### The task
Find the line that contains "Objective — locate every instance of the soil"; then retype it and each line after it, exactly, through the final line of the data below.

:: Records provided ::

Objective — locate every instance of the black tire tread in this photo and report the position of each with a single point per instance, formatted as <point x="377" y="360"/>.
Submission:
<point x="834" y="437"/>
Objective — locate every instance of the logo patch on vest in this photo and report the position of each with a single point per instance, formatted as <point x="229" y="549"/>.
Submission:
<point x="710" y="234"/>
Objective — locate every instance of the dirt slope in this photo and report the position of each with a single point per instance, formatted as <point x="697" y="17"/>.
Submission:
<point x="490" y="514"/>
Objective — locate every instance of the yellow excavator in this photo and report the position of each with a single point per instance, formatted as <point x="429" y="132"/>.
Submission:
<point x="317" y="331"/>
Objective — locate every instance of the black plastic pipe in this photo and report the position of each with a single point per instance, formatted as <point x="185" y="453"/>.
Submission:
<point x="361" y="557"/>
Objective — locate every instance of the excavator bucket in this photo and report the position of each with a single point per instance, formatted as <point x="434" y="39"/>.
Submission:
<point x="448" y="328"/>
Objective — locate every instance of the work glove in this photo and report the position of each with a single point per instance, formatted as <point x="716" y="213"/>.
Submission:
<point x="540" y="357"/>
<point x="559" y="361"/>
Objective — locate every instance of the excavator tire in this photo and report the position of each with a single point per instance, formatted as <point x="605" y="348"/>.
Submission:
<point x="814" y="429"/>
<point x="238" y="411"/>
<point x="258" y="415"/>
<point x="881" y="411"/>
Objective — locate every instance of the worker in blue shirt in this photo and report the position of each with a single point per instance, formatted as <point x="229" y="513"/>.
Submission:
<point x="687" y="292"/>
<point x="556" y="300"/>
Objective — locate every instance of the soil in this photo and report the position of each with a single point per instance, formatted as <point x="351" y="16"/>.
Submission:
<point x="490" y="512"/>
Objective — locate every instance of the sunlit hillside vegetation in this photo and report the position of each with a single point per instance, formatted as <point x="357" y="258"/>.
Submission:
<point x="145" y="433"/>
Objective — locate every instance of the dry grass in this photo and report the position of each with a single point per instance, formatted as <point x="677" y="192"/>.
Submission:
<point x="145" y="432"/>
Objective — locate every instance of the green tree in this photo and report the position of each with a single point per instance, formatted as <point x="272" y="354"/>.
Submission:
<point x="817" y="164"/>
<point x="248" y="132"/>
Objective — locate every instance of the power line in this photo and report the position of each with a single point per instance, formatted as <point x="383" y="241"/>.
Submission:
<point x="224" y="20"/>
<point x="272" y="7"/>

:::

### Task output
Objective — locate every instance of the soil in this photo and report the position of each with a single point per instance, formatted as <point x="351" y="16"/>.
Submission:
<point x="490" y="512"/>
Objective — locate every instance of the sunlit hillside vegetation in this photo and report the position of each with a single point per instance, formatted as <point x="357" y="258"/>.
Submission:
<point x="145" y="433"/>
Objective — locate every instance of the dry grass in this photo and report the position of each with a single point per instance, formatted as <point x="677" y="192"/>.
Submission:
<point x="145" y="432"/>
Objective — locate every instance of the green tree in this photo and report the position of each with a single point per instance, formatted as <point x="272" y="354"/>.
Submission:
<point x="817" y="164"/>
<point x="248" y="132"/>
Objective — locate every instance of the power line in this photo and report the position of each with a single point per instance, formatted as <point x="383" y="241"/>.
Submission:
<point x="224" y="20"/>
<point x="272" y="7"/>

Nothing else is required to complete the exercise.